• [Aim of the task] Copy the records from their beginning up to and including the line with "pixel 561 340", substituting "overcast sky" for "dark sky" and leaving everything else as it stands. Omit the pictures from your copy.

• [Extracted information]

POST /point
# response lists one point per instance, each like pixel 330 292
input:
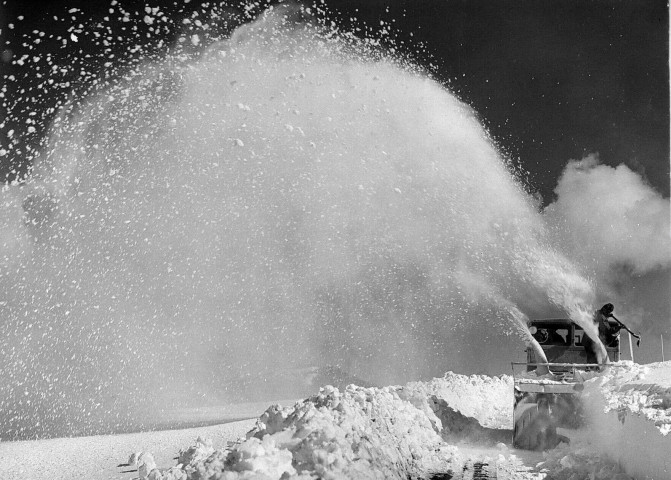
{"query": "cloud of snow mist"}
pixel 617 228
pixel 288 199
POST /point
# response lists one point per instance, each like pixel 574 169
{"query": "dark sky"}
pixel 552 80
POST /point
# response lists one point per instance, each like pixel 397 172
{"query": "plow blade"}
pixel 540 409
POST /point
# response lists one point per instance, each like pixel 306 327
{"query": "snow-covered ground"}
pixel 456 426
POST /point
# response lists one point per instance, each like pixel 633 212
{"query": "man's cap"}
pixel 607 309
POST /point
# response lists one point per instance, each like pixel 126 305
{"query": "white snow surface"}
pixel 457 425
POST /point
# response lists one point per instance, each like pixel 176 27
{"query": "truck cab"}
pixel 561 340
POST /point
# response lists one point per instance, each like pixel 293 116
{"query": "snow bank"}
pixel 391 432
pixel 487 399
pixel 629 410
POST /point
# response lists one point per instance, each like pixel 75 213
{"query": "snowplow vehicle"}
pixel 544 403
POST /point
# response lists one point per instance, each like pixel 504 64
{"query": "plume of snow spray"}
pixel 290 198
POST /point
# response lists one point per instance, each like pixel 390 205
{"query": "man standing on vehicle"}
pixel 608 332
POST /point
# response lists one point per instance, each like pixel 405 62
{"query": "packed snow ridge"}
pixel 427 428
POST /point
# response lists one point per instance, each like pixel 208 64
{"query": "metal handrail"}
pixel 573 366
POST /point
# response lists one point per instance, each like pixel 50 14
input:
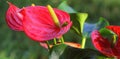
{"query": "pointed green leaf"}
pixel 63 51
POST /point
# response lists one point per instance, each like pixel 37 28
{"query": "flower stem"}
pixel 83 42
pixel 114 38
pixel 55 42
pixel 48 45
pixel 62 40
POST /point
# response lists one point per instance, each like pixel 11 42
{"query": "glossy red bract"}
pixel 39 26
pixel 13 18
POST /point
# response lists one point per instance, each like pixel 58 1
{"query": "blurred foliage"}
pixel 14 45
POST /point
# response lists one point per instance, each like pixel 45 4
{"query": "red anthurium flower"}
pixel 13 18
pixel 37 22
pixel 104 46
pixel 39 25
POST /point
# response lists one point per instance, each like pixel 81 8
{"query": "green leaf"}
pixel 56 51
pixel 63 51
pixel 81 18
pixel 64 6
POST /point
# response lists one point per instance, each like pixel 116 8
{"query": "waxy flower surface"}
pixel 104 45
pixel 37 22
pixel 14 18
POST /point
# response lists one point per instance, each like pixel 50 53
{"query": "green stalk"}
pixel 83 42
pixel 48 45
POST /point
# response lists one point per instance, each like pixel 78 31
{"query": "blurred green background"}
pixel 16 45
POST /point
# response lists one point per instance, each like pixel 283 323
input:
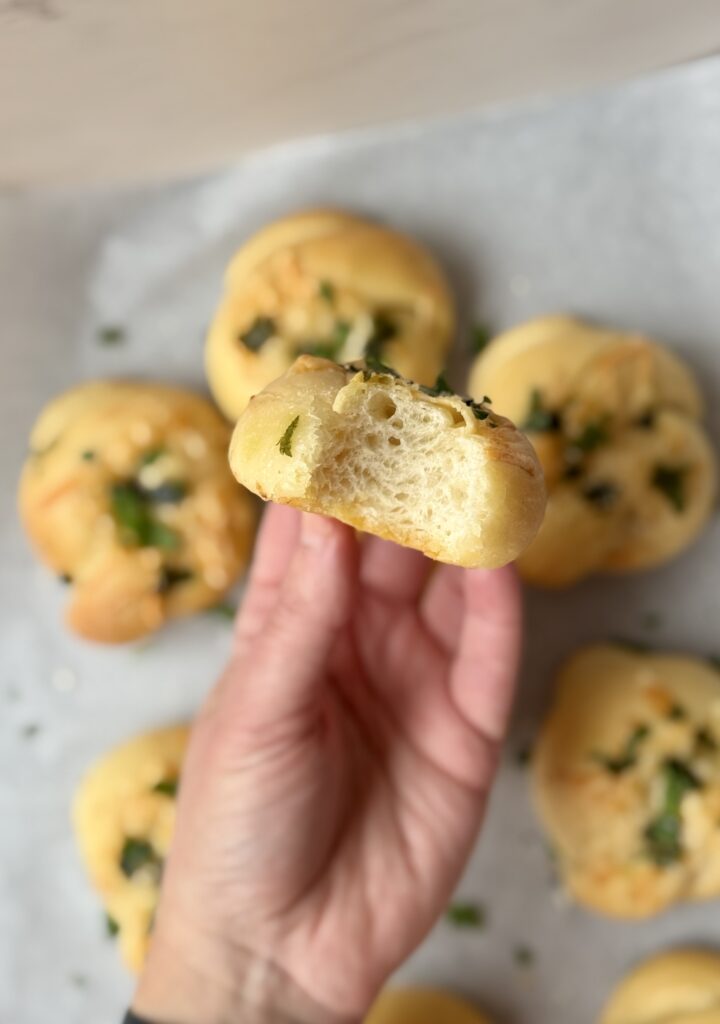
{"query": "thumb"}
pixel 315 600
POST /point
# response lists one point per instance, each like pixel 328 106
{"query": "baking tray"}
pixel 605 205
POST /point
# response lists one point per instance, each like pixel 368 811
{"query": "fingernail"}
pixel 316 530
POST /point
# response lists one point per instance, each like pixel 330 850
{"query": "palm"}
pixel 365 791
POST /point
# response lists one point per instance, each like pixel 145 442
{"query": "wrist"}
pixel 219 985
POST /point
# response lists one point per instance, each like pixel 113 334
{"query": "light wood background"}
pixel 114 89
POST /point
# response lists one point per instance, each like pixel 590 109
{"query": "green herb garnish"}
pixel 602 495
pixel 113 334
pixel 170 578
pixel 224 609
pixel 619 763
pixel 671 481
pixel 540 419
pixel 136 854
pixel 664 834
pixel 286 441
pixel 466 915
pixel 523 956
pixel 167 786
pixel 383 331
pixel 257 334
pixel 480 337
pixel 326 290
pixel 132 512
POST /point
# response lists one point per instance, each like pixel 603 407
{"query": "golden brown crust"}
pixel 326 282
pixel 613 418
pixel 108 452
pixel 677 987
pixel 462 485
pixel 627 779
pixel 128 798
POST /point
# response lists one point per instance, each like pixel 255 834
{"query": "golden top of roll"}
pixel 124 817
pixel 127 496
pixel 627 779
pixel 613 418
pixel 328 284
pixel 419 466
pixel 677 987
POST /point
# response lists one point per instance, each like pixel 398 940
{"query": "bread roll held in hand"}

• [Solution to the exercise]
POST /point
# response lists one point per instance, each like pixel 330 292
input:
{"query": "cloud of snow mist"}
pixel 617 228
pixel 288 199
POST /point
# response lists one point per instance, each like pixel 574 169
{"query": "overcast sky"}
pixel 552 80
POST /point
# response lists one point per instance, each like pixel 397 172
{"query": "plow blade"}
pixel 540 409
POST /point
# response lists one point per instance, each like pixel 306 327
{"query": "snow-covered ground"}
pixel 456 426
POST /point
# response lists one point per instance, each like pixel 633 212
{"query": "man's cap"}
pixel 607 309
POST /point
# response lists one point per instance, each like pixel 126 305
{"query": "white snow surface"}
pixel 457 425
POST /point
# response lists one point per instance, each like pixel 176 27
{"query": "truck cab"}
pixel 561 340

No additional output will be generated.